Exercise aim ::
Everything in the listing below needs to be retyped exactly.

*** Exercise input

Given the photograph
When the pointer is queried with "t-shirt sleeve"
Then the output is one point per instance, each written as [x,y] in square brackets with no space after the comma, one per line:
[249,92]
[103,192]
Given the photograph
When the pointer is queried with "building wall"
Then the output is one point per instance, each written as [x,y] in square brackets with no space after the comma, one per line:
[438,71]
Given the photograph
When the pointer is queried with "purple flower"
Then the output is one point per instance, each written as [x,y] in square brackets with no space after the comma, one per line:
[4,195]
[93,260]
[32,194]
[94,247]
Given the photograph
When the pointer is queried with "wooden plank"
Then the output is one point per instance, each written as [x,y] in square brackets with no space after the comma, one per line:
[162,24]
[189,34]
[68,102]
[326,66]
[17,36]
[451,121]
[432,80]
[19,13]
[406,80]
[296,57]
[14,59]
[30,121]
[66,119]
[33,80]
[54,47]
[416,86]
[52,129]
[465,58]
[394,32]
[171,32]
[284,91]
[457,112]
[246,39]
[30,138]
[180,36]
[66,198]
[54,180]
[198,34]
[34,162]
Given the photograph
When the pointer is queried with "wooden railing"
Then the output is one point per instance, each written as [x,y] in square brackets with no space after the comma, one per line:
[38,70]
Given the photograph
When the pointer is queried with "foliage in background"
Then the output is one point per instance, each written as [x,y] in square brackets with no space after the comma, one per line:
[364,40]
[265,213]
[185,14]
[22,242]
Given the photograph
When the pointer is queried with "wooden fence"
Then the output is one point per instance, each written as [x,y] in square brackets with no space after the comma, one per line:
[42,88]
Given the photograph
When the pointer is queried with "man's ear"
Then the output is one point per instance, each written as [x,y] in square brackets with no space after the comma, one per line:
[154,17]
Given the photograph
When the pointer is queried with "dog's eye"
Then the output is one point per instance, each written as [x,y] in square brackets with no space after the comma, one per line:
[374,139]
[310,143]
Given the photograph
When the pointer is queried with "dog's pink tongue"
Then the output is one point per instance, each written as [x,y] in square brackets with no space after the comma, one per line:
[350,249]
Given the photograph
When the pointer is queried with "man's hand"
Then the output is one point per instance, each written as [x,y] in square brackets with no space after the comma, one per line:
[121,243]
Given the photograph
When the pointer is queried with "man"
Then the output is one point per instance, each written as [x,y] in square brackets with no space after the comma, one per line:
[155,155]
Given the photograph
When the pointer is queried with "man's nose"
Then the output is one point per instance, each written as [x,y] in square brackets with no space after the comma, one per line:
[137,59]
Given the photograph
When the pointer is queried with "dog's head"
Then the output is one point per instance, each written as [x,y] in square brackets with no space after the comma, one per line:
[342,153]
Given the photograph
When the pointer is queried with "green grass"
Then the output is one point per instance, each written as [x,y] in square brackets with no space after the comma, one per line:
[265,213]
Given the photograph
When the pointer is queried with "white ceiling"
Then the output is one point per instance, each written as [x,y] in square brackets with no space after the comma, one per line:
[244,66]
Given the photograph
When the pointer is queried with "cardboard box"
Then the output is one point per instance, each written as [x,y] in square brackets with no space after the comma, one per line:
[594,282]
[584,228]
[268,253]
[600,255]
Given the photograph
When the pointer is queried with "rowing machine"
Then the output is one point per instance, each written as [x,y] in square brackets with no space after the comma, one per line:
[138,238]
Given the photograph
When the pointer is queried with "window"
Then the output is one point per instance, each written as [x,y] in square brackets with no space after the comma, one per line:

******

Exercise response ::
Given the photograph
When the pointer is queried with "t-shirt sleeve"
Then the output is one point per instance, each written as [x,y] in square brackets with no space after the comma, one per line:
[249,92]
[103,192]
Given the photograph
When the pointer is queried with "building wall"
Then the output is one point per instance, each written as [x,y] in square brackets with no space after the comma, one per line:
[438,71]
Given the photograph
When the pointer is queried with "purple flower"
Then the output is one point per instance, each written as [x,y] in square brackets with no space after the comma, one per line:
[4,195]
[93,260]
[32,194]
[94,247]
Given the photograph
When the pointer is queried with "wooden plank"
Then the output is one point per instance, each written as [x,y] in square brackets with no space after the comma, one per line:
[162,24]
[189,34]
[68,102]
[326,66]
[17,36]
[451,121]
[432,80]
[19,13]
[406,80]
[296,57]
[14,59]
[30,121]
[66,119]
[33,80]
[54,47]
[416,86]
[52,129]
[465,58]
[394,32]
[171,32]
[284,91]
[457,112]
[246,39]
[30,138]
[180,36]
[66,198]
[54,180]
[198,34]
[34,162]
Given the photograph
When the pointer is queried with "wooden railing"
Then the output is one point per instance, each written as [x,y] in square brackets with no space after the comma, one per line:
[38,70]
Given the photograph
When the pointer is queried with "foliage in background"
Then the output is one point per instance, each written as [x,y] in square brackets with no space after the comma, one per line:
[364,40]
[265,213]
[185,14]
[22,242]
Given the photograph
When the pointer is queried with "wooden fence"
Then the output is one point per instance, each written as [x,y] in square brackets with no space after the comma, one per line:
[42,88]
Given the photograph
When the pointer is queried with "man's ear"
Then the output is one point per instance, each written as [x,y] in square brackets with no space after the comma, one per line:
[154,17]
Given the photograph
When the pointer is queried with "dog's eye"
Then the output is one point per instance, each written as [x,y] in square brackets with no space after the comma, one per line:
[374,139]
[310,143]
Given the photograph
When the pointer is queried with "dog's pink tongue"
Then the output is one point per instance, each written as [x,y] in square brackets with no space after the comma, one per line:
[350,249]
Given the photograph
When the pointer is queried with "man's hand"
Then the output is one point per instance, each written as [x,y] in square brackets with no space after the comma, one per line:
[121,243]
Given the photograph
When the pointer is queried with "man"
Then the output is one point per instance, each written as [x,y] in square brackets with no space after the comma, one per line:
[155,155]
Given the photograph
When the pointer is queried with "man's nose"
Then the output is one point per instance, each written as [x,y] in square brackets with no space after the comma, one per line:
[137,59]
Given the photograph
When the pointer is queried with "dog's head"
Then the output is one point per instance, each written as [x,y] in square brackets with no space after the comma, one per line:
[342,153]
Given the photograph
When the pointer is queried with "green grass"
Then the output is one point per instance, each written as [x,y] in square brackets with no space after the comma, one per line:
[265,213]
Given the photograph
When the pointer is queried with "white ceiling"
Then the output is one point per instance, each written as [x,y] in square brackets with no space after the comma, one per line:
[244,66]
Given the photograph
When the pointer is queried with "cardboard box"
Then the output is one point per instance, each written as [x,y] in square brackets with no space after the comma, one per line:
[594,282]
[584,228]
[268,253]
[600,255]
Given the photograph
When the pointer is queried with "rowing machine"
Then the output is one point per instance, each written as [x,y] in square brackets with no space after the comma, one per line:
[138,238]
Given the photograph
When the pointer is queried with "window"
Then the output is one point per instance, each written as [x,y] in square brackets with no space after the comma, one per line:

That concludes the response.